• **Saved entries**
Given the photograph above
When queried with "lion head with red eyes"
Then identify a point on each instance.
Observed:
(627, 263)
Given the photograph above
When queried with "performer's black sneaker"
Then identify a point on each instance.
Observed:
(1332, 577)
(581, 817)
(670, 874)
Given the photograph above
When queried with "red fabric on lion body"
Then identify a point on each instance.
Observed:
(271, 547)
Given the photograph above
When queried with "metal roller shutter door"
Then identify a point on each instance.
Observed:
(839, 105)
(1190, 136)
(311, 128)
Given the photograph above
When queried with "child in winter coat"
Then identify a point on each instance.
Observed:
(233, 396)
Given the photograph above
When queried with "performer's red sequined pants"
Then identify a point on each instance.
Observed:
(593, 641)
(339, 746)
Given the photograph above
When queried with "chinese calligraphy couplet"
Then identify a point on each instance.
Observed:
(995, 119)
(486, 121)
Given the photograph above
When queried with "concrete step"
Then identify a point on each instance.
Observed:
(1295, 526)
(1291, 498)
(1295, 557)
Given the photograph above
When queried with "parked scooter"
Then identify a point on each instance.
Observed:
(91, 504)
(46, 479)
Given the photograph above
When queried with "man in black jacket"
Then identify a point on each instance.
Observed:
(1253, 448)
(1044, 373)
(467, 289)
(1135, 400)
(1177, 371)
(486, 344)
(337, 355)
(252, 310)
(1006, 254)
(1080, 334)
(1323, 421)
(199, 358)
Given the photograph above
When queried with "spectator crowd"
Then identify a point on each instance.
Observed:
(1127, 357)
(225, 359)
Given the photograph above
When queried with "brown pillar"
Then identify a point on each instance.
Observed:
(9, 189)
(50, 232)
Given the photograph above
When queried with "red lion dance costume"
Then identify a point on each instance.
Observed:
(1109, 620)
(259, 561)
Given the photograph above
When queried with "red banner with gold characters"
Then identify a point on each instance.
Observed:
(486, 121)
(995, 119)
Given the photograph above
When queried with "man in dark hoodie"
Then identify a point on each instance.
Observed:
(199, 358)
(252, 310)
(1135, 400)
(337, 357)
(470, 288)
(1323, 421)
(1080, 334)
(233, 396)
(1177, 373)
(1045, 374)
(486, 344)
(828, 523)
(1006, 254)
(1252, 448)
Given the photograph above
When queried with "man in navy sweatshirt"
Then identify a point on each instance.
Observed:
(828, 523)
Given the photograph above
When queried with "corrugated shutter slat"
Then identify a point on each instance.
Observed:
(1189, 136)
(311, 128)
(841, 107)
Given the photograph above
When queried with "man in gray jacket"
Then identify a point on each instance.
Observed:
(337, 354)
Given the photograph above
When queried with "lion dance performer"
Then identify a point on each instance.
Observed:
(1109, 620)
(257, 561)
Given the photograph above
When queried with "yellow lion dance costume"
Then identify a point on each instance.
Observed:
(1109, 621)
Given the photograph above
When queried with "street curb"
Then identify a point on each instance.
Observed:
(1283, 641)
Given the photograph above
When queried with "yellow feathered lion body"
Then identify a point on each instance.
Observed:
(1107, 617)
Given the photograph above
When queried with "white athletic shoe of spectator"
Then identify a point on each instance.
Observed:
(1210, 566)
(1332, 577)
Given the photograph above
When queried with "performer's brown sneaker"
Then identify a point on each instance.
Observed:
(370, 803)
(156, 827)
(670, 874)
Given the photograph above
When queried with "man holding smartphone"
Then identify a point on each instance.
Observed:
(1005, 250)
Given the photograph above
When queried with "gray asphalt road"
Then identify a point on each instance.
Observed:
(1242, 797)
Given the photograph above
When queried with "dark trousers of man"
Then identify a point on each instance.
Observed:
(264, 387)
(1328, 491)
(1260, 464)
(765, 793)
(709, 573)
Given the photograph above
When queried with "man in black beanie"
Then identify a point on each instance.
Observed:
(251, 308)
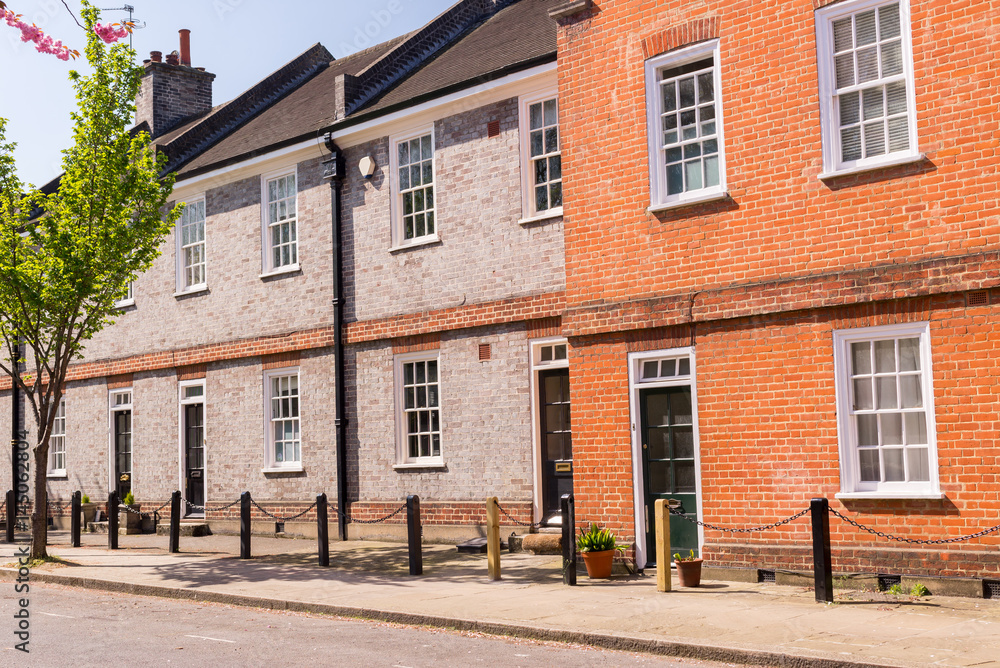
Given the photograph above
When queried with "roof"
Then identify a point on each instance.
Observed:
(461, 48)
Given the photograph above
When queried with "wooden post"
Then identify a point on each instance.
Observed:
(175, 522)
(493, 537)
(74, 522)
(113, 502)
(245, 525)
(414, 535)
(322, 530)
(662, 513)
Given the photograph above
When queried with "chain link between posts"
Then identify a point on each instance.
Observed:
(764, 527)
(914, 541)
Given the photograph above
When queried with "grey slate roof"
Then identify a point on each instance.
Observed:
(518, 36)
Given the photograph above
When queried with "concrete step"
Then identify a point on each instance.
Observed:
(186, 529)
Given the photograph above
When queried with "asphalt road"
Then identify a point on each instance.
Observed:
(76, 628)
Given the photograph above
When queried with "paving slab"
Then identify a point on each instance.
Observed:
(761, 624)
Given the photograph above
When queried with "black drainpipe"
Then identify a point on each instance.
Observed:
(334, 171)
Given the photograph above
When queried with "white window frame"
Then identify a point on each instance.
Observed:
(659, 199)
(529, 212)
(112, 409)
(403, 459)
(829, 110)
(271, 464)
(850, 476)
(181, 269)
(396, 206)
(267, 264)
(57, 442)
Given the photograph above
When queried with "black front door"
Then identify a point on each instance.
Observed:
(668, 466)
(194, 455)
(557, 445)
(123, 452)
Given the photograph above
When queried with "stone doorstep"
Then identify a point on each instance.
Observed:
(194, 529)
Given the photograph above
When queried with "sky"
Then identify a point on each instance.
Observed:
(240, 41)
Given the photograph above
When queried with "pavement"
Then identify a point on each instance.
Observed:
(757, 624)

• **TASK**
Using the entries above, find all lines with "lion". Copy them.

• **EXERCISE OUTPUT**
When queried with "lion head with red eyes"
When queried with "red fabric on lion body"
When queried with "red lion dance costume"
When queried with "lion dance performer"
When queried with "yellow lion dance costume"
When queried with "yellow feathered lion body"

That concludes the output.